Une plongée dans l’univers mental du national-socialisme.

Face à l’horreur des crimes du IIIe Reich, un réflexe a dominé pendant de longues années dans le sens commun comme dans une partie de la littérature scientifique : rejeter le national-socialisme vers la déviance, la perversion ou l’irrationalité. Cela passait, pour les hiérarques du régime, par une peinture grotesque de leurs tares, une psychologisation tendancielle, qui se retrouve sous une forme populaire et réussie chez un Robert Merle   ou un Dino Buzzati   , mais qui contribue à dépolitiser les parcours de ces hommes.

# # # # # # #

▶ CONSIGNES
**A)** Recopiez sans aucune modification les lignes des enregistrements, à partir de la ligne qui contient "# test: point at every instance of the shoreline, one" jusqu'à la fin des enregistrements, ces deux limites comprises.
**B)** Prolongez le texte sur l'univers mental du national-socialisme en reprenant juste après sa dernière phrase.

Extraits de données de pointage
# # # # # # #

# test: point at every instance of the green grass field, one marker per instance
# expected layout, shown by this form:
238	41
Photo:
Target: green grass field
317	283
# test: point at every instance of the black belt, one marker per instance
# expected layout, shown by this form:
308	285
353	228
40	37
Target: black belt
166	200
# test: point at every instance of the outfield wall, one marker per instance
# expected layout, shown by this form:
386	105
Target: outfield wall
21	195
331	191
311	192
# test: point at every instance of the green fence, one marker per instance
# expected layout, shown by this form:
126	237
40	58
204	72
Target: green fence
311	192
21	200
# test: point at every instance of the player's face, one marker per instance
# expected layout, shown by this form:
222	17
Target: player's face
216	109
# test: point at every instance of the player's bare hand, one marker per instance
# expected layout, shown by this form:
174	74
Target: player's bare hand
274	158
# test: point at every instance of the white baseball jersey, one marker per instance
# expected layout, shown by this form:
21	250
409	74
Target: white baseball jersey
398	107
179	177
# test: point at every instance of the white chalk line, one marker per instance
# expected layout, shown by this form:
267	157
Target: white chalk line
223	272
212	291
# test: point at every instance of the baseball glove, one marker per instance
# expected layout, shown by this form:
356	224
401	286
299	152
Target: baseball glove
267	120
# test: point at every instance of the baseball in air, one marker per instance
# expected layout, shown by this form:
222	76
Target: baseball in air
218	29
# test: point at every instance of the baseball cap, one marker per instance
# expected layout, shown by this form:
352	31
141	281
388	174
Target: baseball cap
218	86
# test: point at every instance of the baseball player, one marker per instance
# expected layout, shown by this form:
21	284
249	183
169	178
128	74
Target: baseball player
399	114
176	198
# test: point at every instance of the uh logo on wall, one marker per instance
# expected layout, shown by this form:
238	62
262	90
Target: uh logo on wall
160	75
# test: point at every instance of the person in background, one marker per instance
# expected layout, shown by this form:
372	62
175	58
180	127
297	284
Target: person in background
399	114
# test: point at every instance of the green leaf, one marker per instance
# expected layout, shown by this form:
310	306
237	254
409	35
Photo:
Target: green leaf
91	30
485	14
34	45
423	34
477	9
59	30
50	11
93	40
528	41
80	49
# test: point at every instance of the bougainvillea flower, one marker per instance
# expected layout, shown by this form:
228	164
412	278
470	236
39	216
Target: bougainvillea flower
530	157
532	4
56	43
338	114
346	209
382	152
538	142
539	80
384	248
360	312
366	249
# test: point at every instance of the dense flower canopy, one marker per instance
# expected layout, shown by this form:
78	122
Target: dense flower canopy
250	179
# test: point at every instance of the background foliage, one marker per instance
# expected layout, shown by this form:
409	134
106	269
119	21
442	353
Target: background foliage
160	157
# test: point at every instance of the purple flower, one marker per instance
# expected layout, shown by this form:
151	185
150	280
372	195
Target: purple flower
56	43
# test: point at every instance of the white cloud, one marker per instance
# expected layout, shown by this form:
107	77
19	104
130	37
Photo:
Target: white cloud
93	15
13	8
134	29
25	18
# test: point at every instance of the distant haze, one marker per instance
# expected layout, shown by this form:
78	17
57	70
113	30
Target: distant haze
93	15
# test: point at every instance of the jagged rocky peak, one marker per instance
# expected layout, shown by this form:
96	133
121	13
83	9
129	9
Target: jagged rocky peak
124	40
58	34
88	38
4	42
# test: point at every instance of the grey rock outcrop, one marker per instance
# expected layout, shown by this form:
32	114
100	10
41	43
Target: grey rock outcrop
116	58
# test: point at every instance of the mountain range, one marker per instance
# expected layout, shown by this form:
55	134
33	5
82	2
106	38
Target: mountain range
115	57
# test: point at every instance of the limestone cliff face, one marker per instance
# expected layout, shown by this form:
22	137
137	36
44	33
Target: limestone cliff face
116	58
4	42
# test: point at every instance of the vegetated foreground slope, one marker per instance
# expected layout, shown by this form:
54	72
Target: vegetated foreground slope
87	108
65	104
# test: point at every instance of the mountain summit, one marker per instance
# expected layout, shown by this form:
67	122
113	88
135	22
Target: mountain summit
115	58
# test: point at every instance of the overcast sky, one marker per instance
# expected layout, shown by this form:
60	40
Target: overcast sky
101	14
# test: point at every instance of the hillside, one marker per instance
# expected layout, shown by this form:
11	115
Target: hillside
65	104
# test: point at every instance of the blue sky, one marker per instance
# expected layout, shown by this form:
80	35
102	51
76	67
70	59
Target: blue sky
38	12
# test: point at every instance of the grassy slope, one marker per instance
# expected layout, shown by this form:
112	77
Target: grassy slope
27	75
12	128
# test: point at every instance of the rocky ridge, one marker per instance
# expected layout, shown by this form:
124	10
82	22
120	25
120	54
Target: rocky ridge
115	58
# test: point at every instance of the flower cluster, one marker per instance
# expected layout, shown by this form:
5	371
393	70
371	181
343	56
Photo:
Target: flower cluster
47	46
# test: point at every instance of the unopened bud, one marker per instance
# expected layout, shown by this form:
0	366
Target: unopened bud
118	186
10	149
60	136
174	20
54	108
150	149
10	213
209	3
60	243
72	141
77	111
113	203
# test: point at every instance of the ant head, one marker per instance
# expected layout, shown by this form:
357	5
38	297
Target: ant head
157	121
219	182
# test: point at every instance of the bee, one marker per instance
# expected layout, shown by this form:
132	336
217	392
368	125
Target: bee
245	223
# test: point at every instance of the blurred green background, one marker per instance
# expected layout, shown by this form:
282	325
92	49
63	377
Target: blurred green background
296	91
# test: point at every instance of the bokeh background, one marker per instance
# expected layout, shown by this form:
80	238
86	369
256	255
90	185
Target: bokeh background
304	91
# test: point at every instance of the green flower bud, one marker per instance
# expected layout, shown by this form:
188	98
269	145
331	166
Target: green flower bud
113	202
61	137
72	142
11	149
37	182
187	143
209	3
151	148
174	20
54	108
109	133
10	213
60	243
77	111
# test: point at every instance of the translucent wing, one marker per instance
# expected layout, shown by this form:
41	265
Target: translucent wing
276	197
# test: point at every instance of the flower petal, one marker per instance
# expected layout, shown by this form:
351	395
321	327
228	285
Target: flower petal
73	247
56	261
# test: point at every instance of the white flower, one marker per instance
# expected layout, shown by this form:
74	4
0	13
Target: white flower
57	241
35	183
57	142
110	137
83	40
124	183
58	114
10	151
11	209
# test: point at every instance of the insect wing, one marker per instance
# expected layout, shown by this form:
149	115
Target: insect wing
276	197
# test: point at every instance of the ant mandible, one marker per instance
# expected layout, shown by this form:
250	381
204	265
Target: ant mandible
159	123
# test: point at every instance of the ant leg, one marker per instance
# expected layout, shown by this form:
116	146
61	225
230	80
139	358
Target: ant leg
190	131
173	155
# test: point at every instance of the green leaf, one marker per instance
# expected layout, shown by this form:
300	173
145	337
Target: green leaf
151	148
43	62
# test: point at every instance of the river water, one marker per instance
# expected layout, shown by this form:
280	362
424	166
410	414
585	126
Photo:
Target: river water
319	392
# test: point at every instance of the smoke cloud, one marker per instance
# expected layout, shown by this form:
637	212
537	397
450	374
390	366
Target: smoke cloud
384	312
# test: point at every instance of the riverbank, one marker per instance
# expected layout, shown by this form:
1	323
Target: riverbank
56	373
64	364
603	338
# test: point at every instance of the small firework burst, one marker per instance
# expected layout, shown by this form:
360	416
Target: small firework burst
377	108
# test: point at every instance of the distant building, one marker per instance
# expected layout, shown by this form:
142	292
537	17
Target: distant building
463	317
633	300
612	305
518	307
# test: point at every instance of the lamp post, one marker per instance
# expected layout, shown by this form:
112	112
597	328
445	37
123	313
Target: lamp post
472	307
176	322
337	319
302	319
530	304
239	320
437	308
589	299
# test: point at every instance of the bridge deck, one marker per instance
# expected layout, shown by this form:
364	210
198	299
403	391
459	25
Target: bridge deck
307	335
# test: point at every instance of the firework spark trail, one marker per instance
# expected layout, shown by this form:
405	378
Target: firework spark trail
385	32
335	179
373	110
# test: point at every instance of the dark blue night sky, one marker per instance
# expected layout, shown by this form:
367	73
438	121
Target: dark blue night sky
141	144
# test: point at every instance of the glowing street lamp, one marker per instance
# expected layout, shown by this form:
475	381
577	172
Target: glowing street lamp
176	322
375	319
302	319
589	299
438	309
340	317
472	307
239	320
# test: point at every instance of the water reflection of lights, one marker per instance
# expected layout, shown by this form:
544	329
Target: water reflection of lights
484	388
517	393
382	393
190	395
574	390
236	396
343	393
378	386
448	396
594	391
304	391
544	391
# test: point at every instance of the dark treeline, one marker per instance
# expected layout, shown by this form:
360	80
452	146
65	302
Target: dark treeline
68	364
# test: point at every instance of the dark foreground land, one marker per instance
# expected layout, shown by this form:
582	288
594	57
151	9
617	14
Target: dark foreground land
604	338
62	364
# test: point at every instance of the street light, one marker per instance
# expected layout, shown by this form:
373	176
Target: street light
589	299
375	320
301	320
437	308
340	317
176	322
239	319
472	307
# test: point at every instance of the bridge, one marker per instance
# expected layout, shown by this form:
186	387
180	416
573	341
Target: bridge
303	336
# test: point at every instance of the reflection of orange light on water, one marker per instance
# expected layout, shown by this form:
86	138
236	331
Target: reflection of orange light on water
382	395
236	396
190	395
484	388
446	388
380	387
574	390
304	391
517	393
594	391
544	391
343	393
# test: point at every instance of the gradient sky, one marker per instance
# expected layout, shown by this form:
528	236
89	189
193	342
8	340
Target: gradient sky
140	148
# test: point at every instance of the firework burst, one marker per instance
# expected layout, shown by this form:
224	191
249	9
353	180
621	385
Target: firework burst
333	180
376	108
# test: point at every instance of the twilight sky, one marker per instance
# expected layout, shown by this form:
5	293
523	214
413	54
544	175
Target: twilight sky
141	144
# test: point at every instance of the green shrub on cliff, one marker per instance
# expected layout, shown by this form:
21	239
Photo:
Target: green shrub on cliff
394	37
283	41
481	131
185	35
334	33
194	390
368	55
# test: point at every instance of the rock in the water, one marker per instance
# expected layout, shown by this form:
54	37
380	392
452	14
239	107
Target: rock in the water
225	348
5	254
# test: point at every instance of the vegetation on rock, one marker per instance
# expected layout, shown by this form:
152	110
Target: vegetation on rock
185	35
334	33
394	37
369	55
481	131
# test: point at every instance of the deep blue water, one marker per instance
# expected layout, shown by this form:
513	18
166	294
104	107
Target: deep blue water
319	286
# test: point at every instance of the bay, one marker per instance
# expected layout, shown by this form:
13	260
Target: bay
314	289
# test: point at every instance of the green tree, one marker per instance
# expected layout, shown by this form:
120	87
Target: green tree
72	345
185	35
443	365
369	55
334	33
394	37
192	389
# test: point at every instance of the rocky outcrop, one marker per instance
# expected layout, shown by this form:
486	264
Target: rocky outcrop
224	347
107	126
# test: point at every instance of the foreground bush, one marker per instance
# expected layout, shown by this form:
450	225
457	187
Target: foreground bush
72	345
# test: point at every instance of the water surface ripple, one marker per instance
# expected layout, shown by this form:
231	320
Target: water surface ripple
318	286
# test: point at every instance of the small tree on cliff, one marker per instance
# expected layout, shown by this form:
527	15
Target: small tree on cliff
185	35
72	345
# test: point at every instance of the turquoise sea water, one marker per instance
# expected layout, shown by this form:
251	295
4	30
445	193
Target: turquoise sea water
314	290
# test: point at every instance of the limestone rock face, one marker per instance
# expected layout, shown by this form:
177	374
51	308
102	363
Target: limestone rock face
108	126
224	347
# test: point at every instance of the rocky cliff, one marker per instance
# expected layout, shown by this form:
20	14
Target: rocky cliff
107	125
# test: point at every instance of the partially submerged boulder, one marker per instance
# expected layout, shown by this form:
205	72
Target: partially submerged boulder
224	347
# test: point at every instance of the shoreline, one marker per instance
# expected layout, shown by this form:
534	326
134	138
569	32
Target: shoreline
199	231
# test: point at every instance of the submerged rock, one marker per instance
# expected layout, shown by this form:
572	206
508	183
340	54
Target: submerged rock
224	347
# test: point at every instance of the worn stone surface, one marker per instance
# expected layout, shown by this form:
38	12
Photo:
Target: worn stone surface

# # # # # # #

▶ RÉPONSES PAR CONSIGNE
**A)**
# test: point at every instance of the shoreline, one marker per instance
# expected layout, shown by this form:
534	326
134	138
569	32
Target: shoreline
199	231
# test: point at every instance of the submerged rock, one marker per instance
# expected layout, shown by this form:
572	206
508	183
340	54
Target: submerged rock
224	347
# test: point at every instance of the worn stone surface, one marker per instance
# expected layout, shown by this form:
38	12
Photo:
Target: worn stone surface

**B)**
Du point de vue de la pensée nazie, l’anathème est restée presque entière : « pensée nazie » reste, encore aujourd’hui, un oxymore. Or, sans chercher le moins du monde à normaliser le nazisme, ce rejet dans la déviance n’aide pas à comprendre ce phénomène qui a conduit à la mort de millions de personnes. Les nationaux-socialistes, quand ils commirent leurs crimes, utilisaient un répertoire théorique censé justifier leurs actes, toute une série de « discours normatifs »   . Il est confortable de se dire que le IIIe Reich était une barbarie pure ; il est plus intéressant, quoique moins rassurant, de comprendre qu’il existait une véritable « conception du monde » nazie, qui justifiait et assumait le crime. C’est à disséquer cette « conception du monde » que s’est employé l’historien Johann Chapoutot.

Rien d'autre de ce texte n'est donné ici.